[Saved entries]
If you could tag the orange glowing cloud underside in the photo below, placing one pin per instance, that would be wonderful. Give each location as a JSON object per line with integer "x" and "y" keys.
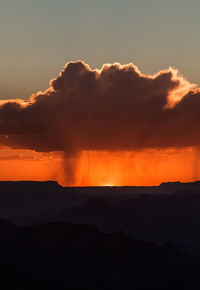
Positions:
{"x": 101, "y": 168}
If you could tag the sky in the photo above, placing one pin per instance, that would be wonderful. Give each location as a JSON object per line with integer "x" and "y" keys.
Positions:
{"x": 145, "y": 107}
{"x": 38, "y": 37}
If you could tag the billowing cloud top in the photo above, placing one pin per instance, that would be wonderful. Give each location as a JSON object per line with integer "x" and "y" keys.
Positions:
{"x": 115, "y": 108}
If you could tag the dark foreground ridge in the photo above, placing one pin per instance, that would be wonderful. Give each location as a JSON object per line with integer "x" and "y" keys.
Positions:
{"x": 159, "y": 214}
{"x": 65, "y": 256}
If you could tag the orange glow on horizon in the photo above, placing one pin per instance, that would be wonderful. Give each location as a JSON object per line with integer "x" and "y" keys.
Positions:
{"x": 101, "y": 168}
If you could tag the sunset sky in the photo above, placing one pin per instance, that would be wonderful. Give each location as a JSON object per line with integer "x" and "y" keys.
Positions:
{"x": 94, "y": 123}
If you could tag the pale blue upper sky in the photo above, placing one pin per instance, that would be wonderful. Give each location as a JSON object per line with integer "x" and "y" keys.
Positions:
{"x": 37, "y": 37}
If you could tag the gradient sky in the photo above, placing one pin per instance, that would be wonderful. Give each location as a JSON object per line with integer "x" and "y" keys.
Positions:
{"x": 38, "y": 37}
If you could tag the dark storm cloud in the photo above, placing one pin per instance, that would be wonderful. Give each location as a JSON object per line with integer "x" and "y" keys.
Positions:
{"x": 115, "y": 108}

Task objective:
Scan the entries above and work out how many lines include the word "orange"; the reply is that number alone.

Solution for this exercise:
2